- **Selected extract**

--------

141/ He’s also using his trial as a loyalty test for all MAGA leaders, all GOP leaders, and all VP candidates. How convenient! He gets to hear how far they will go to defend him—including how far they will go *literally*, as attending his trial is now mandatory for VP candidates.
142/ And because prosecutors do not give mid-trial pressers generally speaking—and certainly not in a case like this one—Donald Trump and his proxies get wall-to-wall positive coverage on cable news each and every day he is in court. Pre-court, mid-court, and after court is over.
143/ So all this is a catch-22 for Trump.
144/ Next week, his defense team will move to dismiss the case against him. And he’ll lose.

And he’ll have to decide whether to testify. And he can’t.

And he’ll want the trial to continue anyway. So he and his legal team will have to figure out how to make that happen.
145/ This is likely why some analysts say Trump should refuse to put on a defense—because really, what defense could he put on, if he’s not going to testify? Refusing to put on a defense is an attempt to con the jury into thinking there was no viable case-in-chief from the State.
146/ But as I’ve discussed in this thread and in the prior threads I’ve done here on this case, the State *does* have a viable case—no matter how much empty political rhetoric or problematically motivated pundits might say otherwise.

This is an *unusual* case, yes. But winnable.
147/ As a Trump biographer, I also know that Trump cannot bear the idea of the State having the last word or the possibility him not putting on a defense would be seen by the public as a sign of weakness or—worse—an admission of guilt.
148/ Were I his lawyer and felt there was no defense to put on that wouldn’t make matters worse, of course I would urge him to rest immediately and go right to closing arguments after the State had rested. And I would convince him by playing to his ego and his silliest fantasies.
149/ Trump wants to believe—though somewhere inside his addled soul he knows it to be untrue—that anyone who opposes him is in the wrong and he’s an innocent victim. He wants to believe that anyone who dislikes him or treats him ill is ugly, unpopular, and profoundly incompetent.

--------

- **Data lines**
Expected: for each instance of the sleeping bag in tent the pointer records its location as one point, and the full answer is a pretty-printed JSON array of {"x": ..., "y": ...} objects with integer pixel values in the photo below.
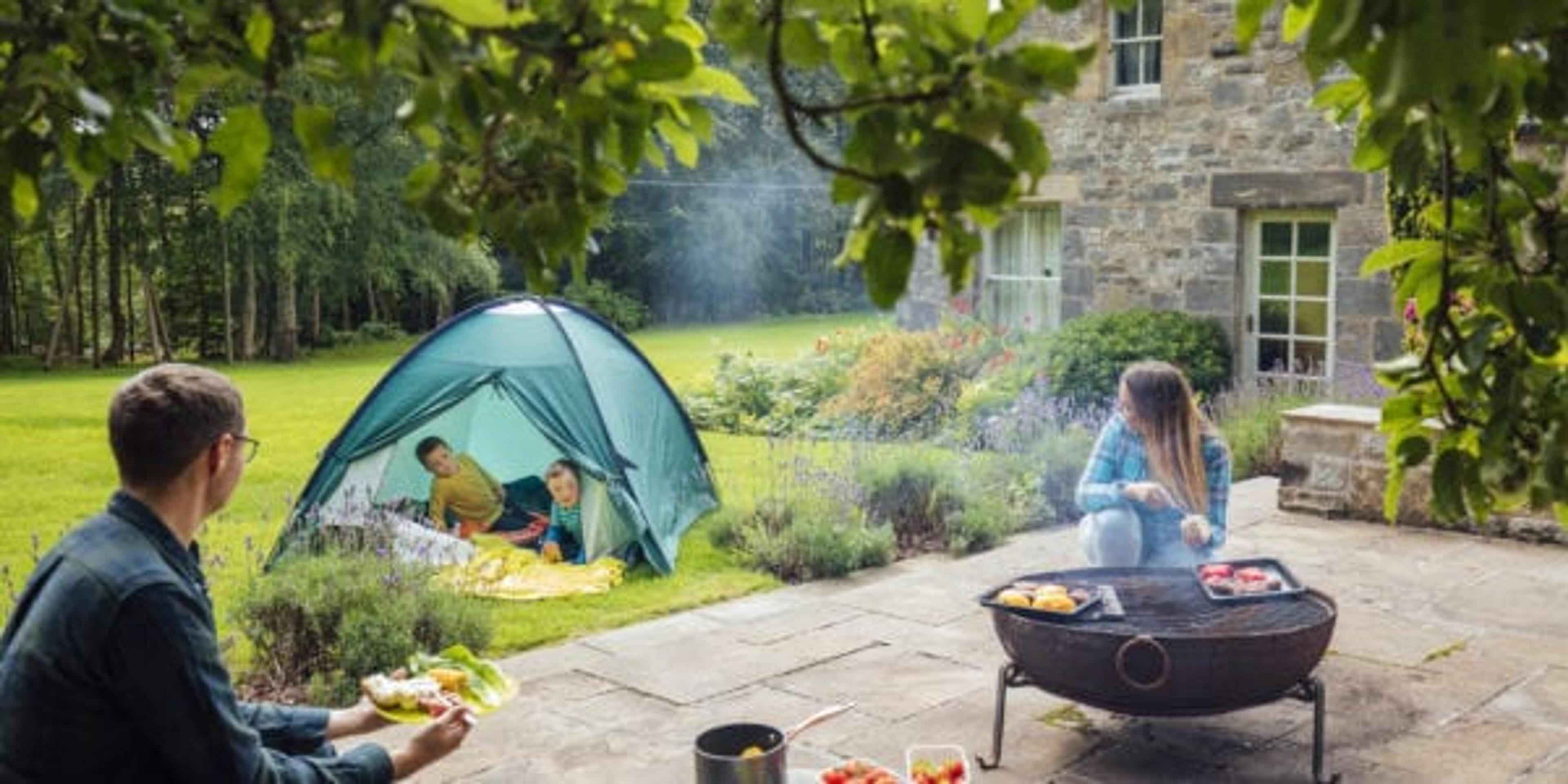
[{"x": 519, "y": 383}]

--------

- **The exercise**
In the thread on Trump's trial, rewrite more briefly the paragraph beginning "And because prosecutors do not give mid-trial pressers," keeping its main facts. The data bear no relation to the thread on Trump's trial.

- **Correct answer**
Because prosecutors generally avoid mid-trial press conferences, especially in a case like this one, Trump and his proxies receive constant favorable cable news coverage before, during, and after court on every trial day.